Stored data entries
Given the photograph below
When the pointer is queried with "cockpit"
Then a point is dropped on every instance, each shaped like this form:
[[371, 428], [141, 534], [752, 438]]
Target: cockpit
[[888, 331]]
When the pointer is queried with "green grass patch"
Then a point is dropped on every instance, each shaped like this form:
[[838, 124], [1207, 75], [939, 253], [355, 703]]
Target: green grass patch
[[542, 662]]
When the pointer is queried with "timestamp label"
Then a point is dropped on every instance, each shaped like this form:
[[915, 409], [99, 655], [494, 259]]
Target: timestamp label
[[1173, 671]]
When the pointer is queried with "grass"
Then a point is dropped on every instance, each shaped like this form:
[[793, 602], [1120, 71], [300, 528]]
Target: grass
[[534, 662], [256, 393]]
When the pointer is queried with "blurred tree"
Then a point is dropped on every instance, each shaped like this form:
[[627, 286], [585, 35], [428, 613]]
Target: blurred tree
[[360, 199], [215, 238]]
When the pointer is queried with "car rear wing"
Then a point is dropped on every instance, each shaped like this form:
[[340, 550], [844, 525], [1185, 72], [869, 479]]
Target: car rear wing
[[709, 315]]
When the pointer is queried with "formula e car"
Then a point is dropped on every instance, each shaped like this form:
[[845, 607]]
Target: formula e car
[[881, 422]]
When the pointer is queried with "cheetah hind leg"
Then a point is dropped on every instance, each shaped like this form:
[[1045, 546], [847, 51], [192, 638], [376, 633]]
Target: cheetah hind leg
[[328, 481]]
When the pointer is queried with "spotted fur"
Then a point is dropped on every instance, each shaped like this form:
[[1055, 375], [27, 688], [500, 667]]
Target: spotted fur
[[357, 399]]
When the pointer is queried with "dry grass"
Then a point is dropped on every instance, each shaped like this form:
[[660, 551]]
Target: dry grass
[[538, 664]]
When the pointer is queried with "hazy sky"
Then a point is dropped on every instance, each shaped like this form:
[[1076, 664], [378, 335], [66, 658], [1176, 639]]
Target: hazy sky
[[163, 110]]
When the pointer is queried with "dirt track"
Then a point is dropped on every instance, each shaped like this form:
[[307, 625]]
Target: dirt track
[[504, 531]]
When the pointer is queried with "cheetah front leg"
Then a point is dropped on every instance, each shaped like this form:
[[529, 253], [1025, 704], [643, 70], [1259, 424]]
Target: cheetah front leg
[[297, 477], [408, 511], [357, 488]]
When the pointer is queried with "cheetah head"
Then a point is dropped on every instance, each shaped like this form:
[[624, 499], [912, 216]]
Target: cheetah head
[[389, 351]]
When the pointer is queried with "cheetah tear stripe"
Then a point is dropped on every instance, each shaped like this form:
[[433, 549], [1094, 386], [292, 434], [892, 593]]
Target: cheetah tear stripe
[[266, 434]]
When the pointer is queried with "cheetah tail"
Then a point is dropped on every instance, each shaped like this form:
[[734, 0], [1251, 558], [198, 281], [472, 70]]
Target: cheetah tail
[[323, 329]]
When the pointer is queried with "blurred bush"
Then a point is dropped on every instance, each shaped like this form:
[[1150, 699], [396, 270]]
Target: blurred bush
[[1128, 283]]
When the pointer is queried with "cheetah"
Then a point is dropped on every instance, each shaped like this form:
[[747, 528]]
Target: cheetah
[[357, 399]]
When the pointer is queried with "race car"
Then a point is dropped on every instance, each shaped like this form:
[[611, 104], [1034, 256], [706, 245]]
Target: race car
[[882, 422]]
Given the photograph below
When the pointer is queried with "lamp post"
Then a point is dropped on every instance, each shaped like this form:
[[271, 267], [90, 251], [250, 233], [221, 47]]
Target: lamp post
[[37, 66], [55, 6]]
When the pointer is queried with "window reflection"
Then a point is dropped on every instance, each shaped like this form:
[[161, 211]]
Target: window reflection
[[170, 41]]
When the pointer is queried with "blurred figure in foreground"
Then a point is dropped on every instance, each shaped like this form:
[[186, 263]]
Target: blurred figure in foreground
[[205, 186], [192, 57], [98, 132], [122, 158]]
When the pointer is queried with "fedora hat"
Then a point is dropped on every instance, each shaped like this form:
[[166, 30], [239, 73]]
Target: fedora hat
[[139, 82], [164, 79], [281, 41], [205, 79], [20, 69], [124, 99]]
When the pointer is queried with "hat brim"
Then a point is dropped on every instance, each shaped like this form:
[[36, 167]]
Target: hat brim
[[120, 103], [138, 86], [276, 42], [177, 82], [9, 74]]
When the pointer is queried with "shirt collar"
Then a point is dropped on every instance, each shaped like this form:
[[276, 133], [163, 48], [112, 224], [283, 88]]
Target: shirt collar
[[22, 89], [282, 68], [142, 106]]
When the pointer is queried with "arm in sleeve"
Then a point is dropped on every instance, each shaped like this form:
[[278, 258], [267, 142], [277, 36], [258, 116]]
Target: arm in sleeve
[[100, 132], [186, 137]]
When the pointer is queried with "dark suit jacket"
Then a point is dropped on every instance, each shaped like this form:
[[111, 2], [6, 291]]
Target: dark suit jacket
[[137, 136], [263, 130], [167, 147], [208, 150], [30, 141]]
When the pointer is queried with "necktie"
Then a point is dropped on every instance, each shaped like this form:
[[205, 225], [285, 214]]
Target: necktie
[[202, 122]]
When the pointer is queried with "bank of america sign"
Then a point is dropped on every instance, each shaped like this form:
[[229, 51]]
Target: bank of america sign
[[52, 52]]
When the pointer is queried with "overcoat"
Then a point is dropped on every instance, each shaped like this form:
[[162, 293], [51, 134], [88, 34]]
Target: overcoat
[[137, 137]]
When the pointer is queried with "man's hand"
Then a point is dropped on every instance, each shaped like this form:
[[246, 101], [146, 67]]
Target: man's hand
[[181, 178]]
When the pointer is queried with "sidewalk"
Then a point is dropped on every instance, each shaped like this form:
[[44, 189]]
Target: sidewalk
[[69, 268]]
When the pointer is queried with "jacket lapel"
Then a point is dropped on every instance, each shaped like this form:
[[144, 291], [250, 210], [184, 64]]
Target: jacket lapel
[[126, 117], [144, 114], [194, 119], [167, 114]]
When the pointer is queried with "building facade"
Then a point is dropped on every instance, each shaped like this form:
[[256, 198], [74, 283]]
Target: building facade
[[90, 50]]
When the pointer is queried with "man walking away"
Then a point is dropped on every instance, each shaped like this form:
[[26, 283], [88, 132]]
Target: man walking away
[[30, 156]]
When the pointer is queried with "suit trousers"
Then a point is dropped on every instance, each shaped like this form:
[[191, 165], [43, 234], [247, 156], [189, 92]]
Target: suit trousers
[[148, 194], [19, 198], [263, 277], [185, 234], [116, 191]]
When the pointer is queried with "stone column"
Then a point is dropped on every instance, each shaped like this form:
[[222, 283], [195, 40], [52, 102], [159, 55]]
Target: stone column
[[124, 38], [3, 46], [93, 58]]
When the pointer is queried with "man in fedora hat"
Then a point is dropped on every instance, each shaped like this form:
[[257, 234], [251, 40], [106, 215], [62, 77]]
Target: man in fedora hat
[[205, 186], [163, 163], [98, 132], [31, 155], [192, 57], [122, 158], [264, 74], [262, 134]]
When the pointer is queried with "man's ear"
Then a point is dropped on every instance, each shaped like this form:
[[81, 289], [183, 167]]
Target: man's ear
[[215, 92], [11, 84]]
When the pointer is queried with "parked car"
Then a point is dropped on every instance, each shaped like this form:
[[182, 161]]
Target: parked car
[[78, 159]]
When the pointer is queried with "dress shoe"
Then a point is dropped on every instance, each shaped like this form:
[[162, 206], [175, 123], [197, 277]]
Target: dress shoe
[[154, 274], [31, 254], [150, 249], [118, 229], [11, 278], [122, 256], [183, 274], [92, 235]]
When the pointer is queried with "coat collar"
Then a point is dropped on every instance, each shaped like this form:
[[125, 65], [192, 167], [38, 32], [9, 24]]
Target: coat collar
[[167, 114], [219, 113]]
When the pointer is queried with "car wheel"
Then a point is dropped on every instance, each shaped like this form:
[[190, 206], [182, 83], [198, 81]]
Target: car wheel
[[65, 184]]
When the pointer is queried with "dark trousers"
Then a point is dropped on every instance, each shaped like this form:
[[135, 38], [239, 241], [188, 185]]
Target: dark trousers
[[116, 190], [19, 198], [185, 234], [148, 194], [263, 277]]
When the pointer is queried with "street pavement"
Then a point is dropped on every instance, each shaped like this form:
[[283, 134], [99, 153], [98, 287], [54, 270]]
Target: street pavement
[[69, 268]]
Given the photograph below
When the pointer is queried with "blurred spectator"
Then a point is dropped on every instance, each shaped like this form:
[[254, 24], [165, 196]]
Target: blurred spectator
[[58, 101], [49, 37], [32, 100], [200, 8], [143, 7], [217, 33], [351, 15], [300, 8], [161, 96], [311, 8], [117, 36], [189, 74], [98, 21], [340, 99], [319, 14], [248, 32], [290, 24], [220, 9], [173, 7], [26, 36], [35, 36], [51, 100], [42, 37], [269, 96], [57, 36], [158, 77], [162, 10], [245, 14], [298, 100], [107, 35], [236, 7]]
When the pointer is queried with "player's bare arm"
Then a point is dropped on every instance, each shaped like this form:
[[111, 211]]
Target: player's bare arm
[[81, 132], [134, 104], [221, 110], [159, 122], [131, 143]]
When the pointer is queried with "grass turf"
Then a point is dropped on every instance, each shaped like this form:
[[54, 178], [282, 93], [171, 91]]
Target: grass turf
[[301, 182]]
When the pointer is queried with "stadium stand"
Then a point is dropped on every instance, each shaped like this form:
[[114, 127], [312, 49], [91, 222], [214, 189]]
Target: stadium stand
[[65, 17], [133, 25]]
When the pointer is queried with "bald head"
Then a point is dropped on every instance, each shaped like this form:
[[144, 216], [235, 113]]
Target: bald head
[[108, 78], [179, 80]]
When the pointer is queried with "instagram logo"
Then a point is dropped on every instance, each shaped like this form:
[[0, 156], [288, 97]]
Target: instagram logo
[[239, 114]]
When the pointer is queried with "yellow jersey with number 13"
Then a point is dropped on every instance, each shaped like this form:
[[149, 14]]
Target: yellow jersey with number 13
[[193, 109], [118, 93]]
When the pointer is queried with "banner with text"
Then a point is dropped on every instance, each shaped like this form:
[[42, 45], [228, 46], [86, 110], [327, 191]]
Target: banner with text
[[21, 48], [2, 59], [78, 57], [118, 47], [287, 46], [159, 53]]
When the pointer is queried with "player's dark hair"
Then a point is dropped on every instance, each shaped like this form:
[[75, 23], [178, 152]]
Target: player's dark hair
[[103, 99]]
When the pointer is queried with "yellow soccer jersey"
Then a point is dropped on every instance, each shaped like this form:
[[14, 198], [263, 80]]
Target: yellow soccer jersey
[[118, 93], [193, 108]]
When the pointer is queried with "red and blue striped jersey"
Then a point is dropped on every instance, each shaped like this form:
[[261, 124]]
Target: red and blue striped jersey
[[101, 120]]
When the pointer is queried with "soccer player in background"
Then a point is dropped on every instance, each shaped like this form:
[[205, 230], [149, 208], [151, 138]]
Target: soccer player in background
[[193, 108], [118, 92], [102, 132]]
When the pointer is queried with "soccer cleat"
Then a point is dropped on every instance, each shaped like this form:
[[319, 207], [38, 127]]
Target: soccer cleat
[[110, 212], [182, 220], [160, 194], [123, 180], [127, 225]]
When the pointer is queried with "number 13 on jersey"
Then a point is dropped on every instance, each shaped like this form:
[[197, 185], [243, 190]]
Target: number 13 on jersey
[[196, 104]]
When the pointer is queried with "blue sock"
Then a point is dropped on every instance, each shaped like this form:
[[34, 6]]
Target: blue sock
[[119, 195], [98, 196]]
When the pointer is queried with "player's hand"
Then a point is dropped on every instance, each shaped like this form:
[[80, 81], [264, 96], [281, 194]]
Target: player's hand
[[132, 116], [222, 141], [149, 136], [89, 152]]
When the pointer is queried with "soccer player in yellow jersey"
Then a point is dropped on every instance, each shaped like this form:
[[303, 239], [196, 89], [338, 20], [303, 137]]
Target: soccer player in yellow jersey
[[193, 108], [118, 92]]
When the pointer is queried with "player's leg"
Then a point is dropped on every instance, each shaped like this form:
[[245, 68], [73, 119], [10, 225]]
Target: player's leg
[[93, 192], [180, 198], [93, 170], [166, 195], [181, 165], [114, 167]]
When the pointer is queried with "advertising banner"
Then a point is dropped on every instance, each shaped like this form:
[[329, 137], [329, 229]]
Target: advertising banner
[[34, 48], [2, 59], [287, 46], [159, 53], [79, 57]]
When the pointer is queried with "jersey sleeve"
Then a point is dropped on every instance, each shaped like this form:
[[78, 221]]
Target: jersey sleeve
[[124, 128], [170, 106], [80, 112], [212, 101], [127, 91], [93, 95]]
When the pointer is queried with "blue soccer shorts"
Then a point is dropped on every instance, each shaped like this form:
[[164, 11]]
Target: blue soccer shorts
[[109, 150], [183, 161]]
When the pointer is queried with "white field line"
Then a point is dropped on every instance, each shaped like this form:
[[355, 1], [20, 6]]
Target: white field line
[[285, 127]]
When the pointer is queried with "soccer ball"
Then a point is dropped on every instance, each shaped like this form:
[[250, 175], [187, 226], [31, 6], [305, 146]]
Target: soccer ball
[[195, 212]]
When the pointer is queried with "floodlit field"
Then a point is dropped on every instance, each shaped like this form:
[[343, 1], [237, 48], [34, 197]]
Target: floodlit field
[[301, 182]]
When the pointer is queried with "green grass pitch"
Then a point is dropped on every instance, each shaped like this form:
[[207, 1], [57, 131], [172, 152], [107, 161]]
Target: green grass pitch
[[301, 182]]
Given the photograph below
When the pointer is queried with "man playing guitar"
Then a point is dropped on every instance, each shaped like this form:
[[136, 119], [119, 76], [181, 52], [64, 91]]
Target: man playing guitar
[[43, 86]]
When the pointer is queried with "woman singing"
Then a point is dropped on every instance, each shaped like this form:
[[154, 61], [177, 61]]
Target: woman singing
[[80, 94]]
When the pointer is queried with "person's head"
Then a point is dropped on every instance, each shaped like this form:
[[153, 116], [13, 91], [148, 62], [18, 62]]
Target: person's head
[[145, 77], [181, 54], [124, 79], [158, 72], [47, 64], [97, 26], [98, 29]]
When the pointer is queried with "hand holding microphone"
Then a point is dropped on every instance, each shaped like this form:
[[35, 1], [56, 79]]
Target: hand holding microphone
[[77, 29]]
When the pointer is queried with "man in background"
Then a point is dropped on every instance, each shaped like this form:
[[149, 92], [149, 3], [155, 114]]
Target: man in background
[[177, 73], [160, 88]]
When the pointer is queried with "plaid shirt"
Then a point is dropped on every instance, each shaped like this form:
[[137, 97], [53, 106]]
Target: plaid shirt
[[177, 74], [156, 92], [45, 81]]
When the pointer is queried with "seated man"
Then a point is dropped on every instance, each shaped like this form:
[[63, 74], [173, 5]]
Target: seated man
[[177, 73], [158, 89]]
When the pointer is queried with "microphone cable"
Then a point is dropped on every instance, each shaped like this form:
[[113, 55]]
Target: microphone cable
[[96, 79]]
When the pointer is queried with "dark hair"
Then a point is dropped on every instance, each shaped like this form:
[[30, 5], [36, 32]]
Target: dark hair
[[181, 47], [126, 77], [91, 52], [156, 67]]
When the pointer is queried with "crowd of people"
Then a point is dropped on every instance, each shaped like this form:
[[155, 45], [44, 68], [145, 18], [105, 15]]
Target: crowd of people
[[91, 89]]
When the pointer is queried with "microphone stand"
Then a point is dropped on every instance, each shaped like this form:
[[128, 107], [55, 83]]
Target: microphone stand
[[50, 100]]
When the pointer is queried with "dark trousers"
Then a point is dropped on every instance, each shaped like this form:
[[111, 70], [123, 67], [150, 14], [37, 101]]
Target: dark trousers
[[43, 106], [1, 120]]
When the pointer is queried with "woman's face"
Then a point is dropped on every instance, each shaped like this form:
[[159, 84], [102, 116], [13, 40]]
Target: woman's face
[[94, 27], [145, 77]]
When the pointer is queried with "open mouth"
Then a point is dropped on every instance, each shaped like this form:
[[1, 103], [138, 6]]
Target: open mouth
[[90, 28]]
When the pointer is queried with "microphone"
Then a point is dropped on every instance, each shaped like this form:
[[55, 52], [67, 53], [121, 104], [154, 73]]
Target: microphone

What the exercise asks
Update the material from its beginning through the line containing "[[542, 662]]", inclusive, so that "cockpit" becomes "helmet" and nothing else changes. Return only those lines.

Full solution
Given the photograph below
When the pointer is queried with "helmet"
Then a point is dropped on every instance, each shaped like this form:
[[371, 428], [141, 534], [752, 438]]
Target: helmet
[[888, 331]]
When the pointer is queried with "green grass patch"
Then a point is dropped on every instance, each shaped like this form:
[[838, 124], [1207, 75], [939, 253], [355, 703]]
Target: green grass patch
[[542, 662]]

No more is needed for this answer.